The data beneath this task is to be duplicated exactly, in its entirety.

+ + + + + + +

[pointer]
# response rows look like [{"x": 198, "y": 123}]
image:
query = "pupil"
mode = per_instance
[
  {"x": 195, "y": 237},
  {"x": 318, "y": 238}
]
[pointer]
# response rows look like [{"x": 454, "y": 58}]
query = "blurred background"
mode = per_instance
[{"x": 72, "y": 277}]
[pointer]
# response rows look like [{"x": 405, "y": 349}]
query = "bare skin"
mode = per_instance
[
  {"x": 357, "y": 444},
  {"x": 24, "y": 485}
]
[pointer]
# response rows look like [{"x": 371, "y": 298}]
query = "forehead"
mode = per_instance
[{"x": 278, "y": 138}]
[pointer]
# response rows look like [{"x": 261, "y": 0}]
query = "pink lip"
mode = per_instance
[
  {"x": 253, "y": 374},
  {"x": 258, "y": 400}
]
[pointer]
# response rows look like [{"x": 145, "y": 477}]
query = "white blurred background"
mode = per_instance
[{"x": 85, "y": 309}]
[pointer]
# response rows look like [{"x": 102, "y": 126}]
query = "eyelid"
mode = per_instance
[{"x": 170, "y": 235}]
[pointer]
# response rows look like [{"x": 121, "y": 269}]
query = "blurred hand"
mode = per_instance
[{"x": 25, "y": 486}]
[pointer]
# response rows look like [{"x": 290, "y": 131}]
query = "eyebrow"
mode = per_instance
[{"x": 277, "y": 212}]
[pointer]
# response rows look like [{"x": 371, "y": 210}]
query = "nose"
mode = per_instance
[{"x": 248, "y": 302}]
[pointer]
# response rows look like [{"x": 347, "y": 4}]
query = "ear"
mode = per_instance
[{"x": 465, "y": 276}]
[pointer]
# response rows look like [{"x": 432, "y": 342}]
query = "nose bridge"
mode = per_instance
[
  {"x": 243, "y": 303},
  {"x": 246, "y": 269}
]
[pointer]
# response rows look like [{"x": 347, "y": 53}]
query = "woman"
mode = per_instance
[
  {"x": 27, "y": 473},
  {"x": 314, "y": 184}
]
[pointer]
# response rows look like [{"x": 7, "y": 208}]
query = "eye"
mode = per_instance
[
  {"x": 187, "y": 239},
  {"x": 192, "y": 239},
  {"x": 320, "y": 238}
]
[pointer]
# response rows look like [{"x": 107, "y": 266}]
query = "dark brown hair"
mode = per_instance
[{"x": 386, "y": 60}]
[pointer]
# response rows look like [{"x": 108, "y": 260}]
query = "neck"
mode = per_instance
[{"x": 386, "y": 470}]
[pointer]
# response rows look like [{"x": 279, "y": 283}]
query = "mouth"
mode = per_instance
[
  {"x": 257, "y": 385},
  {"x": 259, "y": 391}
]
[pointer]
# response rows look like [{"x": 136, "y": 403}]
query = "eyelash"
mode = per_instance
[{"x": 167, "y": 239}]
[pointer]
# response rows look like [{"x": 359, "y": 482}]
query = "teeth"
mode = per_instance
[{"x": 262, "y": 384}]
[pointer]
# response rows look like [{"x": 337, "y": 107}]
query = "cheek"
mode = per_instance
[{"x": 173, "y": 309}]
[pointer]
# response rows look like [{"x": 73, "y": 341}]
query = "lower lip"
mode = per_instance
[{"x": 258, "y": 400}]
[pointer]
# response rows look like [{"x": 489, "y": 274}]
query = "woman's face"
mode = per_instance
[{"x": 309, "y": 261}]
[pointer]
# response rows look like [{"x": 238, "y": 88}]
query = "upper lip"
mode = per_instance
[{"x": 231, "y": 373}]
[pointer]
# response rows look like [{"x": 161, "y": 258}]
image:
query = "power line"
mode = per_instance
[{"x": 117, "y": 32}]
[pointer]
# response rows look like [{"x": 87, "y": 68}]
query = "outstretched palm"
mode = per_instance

+ + + + + + +

* [Answer for this exercise]:
[pointer]
# response rows look like [{"x": 198, "y": 123}]
image:
query = "pupil"
mode = per_instance
[
  {"x": 195, "y": 237},
  {"x": 318, "y": 238}
]
[pointer]
# response rows look like [{"x": 454, "y": 58}]
query = "blurred background"
mode = per_instance
[{"x": 72, "y": 277}]
[pointer]
# response rows look like [{"x": 405, "y": 349}]
query = "bare skin"
mode = per_instance
[
  {"x": 357, "y": 444},
  {"x": 24, "y": 485}
]
[pointer]
# response rows look like [{"x": 371, "y": 298}]
query = "forehead"
mode = per_instance
[{"x": 278, "y": 138}]
[pointer]
# response rows look like [{"x": 261, "y": 0}]
query = "pink lip"
mode = per_instance
[
  {"x": 253, "y": 374},
  {"x": 258, "y": 400}
]
[pointer]
# response rows look like [{"x": 145, "y": 477}]
query = "white blurred background"
mode = per_instance
[{"x": 85, "y": 309}]
[pointer]
# response rows look like [{"x": 102, "y": 126}]
query = "eyelid"
mode = per_instance
[{"x": 170, "y": 235}]
[pointer]
# response rows look like [{"x": 121, "y": 269}]
query = "blurred hand"
mode = per_instance
[{"x": 25, "y": 486}]
[pointer]
# response rows look like [{"x": 290, "y": 131}]
query = "eyebrow"
mode = per_instance
[{"x": 277, "y": 212}]
[pointer]
# response rows look like [{"x": 371, "y": 210}]
query = "nose"
mode = per_instance
[{"x": 248, "y": 302}]
[pointer]
# response rows look like [{"x": 347, "y": 4}]
query = "ear"
mode = per_instance
[{"x": 465, "y": 276}]
[pointer]
# response rows look like [{"x": 432, "y": 342}]
query = "nose bridge"
mode = per_instance
[
  {"x": 243, "y": 303},
  {"x": 246, "y": 269}
]
[pointer]
# response rows look like [{"x": 347, "y": 53}]
query = "woman"
mode = per_instance
[
  {"x": 27, "y": 473},
  {"x": 314, "y": 184}
]
[pointer]
# response rows look like [{"x": 7, "y": 208}]
query = "eye"
mode = per_instance
[
  {"x": 187, "y": 239},
  {"x": 192, "y": 239},
  {"x": 320, "y": 238}
]
[pointer]
# response rows look like [{"x": 107, "y": 266}]
query = "dark brown hair"
mode = per_instance
[{"x": 386, "y": 60}]
[pointer]
# response rows look like [{"x": 108, "y": 260}]
query = "neck"
mode = per_instance
[{"x": 386, "y": 470}]
[pointer]
# response rows look like [{"x": 279, "y": 283}]
query = "mouth"
mode = per_instance
[
  {"x": 257, "y": 385},
  {"x": 259, "y": 391}
]
[pointer]
# response rows look like [{"x": 136, "y": 403}]
query = "eyelash"
mode = per_instance
[{"x": 167, "y": 239}]
[pointer]
# response rows look like [{"x": 359, "y": 482}]
query = "teeth"
mode = per_instance
[{"x": 262, "y": 384}]
[pointer]
# response rows look like [{"x": 337, "y": 107}]
query = "cheek"
mode = per_instance
[{"x": 173, "y": 309}]
[pointer]
# response rows look like [{"x": 73, "y": 341}]
query = "lower lip"
mode = per_instance
[{"x": 258, "y": 400}]
[pointer]
# response rows look like [{"x": 489, "y": 274}]
query = "woman's face"
mode = per_instance
[{"x": 309, "y": 261}]
[pointer]
# response rows look like [{"x": 238, "y": 88}]
query = "upper lip"
mode = per_instance
[{"x": 231, "y": 373}]
[pointer]
# response rows look like [{"x": 161, "y": 258}]
image:
query = "power line"
mode = per_instance
[{"x": 117, "y": 32}]
[pointer]
# response rows look like [{"x": 87, "y": 68}]
query = "outstretched palm"
mode = per_instance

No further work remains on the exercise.